• **What to do**: Replace "whereabouts" with "location" in the rows below, from the first line up to and including the line with "[419,394,472,430]". Reproduce those lines with everything else unchanged.

Dataset rows
— START —

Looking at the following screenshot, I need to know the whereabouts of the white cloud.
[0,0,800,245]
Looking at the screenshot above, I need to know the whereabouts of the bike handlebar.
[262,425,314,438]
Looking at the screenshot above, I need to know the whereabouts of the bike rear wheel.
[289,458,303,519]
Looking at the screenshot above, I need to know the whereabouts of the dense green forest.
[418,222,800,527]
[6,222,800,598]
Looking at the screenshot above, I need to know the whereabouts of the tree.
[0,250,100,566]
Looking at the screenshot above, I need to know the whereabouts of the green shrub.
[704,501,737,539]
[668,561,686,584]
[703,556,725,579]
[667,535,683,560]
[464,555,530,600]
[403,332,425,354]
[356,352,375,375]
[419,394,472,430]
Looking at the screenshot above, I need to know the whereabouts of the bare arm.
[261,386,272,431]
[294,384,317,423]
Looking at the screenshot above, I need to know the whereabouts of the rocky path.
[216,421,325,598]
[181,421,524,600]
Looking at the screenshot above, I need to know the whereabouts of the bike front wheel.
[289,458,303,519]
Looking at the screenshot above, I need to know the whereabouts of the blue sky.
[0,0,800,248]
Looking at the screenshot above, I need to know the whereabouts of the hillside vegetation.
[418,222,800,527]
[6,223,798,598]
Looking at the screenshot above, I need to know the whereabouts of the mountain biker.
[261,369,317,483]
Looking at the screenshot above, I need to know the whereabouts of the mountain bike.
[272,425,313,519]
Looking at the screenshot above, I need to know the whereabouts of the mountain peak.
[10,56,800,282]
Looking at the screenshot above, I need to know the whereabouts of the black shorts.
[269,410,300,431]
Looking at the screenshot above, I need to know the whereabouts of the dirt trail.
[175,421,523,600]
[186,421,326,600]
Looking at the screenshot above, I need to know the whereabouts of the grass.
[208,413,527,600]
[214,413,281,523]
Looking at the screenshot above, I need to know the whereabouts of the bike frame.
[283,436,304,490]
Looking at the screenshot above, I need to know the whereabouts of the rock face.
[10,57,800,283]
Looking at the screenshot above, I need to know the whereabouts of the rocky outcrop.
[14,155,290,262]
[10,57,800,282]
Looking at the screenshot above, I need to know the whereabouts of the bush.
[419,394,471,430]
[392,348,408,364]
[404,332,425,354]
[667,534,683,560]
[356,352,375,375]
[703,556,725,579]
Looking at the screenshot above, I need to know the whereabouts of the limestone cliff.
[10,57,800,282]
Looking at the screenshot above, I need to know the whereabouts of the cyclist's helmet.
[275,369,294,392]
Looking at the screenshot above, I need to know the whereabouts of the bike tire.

— END —

• **Full answer**:
Looking at the following screenshot, I need to know the location of the white cloud.
[0,0,800,245]
Looking at the screenshot above, I need to know the location of the bike handlebar.
[262,425,314,438]
Looking at the screenshot above, I need to know the location of the bike rear wheel.
[289,458,303,519]
Looking at the screenshot above, I need to know the location of the dense green forest.
[418,222,800,527]
[6,222,800,598]
Looking at the screenshot above, I need to know the location of the tree.
[0,250,100,566]
Looking at the screenshot above, I need to know the location of the green shrub.
[704,501,737,539]
[668,561,686,584]
[703,556,725,579]
[667,535,683,560]
[464,555,530,600]
[403,332,425,354]
[356,352,375,375]
[419,394,472,430]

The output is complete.